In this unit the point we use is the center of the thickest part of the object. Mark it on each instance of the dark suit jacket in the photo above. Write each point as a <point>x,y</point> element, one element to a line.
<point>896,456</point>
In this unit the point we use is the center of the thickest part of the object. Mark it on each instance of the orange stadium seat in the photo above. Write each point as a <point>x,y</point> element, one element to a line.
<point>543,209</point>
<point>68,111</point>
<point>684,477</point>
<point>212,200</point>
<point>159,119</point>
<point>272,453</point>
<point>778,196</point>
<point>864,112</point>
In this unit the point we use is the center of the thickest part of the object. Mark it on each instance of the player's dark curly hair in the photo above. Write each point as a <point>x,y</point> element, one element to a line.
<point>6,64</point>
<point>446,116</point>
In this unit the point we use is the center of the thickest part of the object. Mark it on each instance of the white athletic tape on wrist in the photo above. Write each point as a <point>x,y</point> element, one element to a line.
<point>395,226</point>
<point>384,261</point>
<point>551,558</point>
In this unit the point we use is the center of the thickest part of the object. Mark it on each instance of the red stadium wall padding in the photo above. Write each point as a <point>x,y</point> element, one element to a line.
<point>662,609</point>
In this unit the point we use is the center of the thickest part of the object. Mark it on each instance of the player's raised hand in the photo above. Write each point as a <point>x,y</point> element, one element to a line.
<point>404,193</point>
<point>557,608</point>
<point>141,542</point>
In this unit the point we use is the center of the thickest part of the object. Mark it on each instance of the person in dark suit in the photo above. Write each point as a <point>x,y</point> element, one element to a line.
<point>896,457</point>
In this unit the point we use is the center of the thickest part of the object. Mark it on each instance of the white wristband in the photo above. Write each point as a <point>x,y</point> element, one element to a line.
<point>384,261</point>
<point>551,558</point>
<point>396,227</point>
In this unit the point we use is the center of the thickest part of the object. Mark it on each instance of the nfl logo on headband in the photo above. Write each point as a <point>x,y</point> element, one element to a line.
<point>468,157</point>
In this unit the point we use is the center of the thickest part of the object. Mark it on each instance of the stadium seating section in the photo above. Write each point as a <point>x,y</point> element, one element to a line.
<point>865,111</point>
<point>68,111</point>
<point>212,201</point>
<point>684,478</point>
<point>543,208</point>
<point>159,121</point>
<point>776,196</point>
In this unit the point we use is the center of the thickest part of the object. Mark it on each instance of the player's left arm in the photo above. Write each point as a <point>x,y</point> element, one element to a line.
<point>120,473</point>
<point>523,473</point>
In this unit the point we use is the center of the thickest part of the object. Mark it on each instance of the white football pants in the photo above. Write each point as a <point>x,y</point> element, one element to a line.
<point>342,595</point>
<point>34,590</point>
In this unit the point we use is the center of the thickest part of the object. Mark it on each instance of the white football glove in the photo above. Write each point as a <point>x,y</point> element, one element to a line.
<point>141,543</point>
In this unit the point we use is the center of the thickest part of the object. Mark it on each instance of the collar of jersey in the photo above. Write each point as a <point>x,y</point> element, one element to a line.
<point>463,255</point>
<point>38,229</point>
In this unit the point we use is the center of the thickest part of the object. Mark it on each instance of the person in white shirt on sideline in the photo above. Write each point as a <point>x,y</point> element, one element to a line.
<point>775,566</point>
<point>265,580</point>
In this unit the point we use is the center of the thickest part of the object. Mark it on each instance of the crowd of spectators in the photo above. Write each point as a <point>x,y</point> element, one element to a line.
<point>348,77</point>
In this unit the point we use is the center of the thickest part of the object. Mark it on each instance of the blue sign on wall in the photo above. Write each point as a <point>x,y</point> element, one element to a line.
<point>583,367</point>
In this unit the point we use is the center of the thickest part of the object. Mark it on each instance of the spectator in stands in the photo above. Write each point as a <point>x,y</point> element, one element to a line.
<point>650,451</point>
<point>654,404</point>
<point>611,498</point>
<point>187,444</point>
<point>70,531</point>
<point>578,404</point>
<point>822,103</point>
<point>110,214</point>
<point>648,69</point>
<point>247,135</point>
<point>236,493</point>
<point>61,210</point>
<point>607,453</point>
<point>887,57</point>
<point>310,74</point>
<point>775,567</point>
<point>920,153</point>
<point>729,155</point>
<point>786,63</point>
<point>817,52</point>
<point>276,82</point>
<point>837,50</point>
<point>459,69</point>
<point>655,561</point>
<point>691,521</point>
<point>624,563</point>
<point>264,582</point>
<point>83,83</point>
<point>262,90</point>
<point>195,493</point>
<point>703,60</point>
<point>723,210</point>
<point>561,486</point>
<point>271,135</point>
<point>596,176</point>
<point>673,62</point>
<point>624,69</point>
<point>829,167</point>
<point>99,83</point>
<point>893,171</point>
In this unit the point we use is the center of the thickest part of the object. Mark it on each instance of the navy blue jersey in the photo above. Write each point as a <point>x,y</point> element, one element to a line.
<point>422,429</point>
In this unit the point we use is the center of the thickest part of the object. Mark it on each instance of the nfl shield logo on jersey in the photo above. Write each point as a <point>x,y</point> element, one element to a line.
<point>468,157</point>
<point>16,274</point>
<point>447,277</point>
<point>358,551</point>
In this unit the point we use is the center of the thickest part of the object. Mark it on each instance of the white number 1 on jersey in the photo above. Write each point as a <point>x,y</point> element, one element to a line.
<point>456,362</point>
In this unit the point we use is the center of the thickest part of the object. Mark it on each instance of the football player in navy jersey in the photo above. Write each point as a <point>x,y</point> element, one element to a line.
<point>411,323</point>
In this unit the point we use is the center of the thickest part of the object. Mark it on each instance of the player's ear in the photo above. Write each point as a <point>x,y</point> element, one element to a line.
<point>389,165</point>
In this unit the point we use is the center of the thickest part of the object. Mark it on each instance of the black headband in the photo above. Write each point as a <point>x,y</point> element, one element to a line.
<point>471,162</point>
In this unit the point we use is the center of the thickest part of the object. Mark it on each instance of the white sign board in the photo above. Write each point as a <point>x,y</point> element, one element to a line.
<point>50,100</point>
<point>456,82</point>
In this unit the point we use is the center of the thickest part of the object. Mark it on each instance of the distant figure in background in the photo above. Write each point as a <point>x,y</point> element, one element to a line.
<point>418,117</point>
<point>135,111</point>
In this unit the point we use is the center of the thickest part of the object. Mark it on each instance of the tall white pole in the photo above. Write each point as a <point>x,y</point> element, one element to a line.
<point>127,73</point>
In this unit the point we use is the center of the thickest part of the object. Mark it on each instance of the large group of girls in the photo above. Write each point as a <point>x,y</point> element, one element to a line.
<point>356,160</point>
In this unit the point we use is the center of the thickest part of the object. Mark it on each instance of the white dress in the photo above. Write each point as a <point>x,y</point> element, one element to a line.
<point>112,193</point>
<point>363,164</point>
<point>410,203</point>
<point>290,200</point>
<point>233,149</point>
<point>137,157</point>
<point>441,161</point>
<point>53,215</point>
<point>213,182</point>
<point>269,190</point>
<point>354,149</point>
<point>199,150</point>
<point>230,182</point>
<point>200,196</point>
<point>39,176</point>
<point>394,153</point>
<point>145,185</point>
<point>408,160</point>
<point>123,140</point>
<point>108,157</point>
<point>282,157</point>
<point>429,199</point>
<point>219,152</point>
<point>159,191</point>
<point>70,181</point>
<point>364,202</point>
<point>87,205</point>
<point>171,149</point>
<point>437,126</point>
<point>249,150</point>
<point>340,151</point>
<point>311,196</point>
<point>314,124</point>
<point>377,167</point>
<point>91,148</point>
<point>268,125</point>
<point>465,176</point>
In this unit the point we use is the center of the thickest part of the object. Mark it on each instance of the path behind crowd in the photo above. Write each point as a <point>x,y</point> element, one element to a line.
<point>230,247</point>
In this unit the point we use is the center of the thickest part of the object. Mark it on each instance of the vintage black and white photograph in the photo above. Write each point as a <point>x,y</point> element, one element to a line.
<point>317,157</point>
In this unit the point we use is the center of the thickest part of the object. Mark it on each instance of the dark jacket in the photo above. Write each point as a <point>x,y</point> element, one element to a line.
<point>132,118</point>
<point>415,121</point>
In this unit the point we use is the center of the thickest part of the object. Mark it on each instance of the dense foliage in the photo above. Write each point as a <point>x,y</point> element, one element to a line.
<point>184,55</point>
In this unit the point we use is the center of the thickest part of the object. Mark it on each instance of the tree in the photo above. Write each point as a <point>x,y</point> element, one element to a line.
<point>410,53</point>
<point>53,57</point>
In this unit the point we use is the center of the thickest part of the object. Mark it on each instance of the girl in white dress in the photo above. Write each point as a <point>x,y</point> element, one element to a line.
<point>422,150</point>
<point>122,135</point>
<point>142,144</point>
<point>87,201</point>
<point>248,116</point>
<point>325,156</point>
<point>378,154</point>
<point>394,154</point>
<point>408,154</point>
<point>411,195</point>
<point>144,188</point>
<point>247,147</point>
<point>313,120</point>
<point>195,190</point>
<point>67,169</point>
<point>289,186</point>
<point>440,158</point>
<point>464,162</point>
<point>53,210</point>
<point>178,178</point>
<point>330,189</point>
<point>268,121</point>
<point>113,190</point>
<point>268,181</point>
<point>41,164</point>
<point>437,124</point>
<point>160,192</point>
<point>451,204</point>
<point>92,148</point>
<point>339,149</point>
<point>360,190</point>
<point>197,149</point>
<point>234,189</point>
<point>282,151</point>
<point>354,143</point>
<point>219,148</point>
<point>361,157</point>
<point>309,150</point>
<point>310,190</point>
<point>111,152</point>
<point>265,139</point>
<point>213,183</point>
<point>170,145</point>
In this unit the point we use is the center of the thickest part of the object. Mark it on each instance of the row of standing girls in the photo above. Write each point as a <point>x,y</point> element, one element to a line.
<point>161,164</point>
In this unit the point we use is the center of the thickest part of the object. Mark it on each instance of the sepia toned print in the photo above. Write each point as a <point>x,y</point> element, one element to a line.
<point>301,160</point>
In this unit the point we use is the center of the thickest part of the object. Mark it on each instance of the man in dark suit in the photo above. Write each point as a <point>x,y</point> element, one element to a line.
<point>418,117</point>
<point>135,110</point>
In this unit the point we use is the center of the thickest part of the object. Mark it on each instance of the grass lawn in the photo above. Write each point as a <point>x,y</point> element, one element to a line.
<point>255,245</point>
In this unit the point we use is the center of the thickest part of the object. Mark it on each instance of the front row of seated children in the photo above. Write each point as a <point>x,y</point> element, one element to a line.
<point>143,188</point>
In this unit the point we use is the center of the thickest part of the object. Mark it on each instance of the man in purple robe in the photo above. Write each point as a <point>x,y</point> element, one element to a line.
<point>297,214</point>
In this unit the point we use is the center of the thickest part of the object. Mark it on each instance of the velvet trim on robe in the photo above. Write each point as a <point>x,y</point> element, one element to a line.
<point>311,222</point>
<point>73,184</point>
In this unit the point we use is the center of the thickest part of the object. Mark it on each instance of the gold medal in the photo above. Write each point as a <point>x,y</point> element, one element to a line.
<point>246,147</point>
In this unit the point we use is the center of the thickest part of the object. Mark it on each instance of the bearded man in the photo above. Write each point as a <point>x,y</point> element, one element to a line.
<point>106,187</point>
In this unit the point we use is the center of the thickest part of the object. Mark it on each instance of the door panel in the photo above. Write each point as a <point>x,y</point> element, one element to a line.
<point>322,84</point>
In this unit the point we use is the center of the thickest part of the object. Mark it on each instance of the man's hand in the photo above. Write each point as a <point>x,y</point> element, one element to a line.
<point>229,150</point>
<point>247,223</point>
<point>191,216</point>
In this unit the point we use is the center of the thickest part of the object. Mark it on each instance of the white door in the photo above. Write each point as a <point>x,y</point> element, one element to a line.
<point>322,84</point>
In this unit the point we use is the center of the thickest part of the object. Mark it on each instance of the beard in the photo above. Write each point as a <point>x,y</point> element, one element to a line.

════════════════════

# Instructions for the task:
Could you put everything in the rows above, from the line containing "the player's ear" down to the line containing "<point>356,160</point>" (both included), into a JSON list of strings, one string per line, with blank lines left out?

# Solution for this exercise:
[
  "In this unit the point we use is the center of the thickest part of the object. Mark it on each instance of the player's ear in the photo above. Write each point as a <point>x,y</point> element, one element to a line.",
  "<point>389,165</point>",
  "In this unit the point we use is the center of the thickest part of the object. Mark it on each instance of the black headband in the photo above. Write each point as a <point>x,y</point> element, one element to a line.",
  "<point>471,162</point>",
  "In this unit the point we use is the center of the thickest part of the object. Mark it on each instance of the white sign board in the photo above. Write each point as a <point>x,y</point> element, one element to a line.",
  "<point>50,100</point>",
  "<point>456,82</point>",
  "In this unit the point we use is the center of the thickest part of the object. Mark it on each instance of the distant figure in background in the photo above. Write each point as a <point>x,y</point> element, one element to a line.",
  "<point>418,117</point>",
  "<point>135,111</point>",
  "In this unit the point we use is the center of the thickest part of the object. Mark it on each instance of the tall white pole in the photo above. Write each point as a <point>x,y</point> element, one element to a line.",
  "<point>127,73</point>",
  "In this unit the point we use is the center of the thickest part of the object. Mark it on each instance of the large group of girls in the photo above. Write each point as a <point>x,y</point> element, one element to a line.",
  "<point>356,160</point>"
]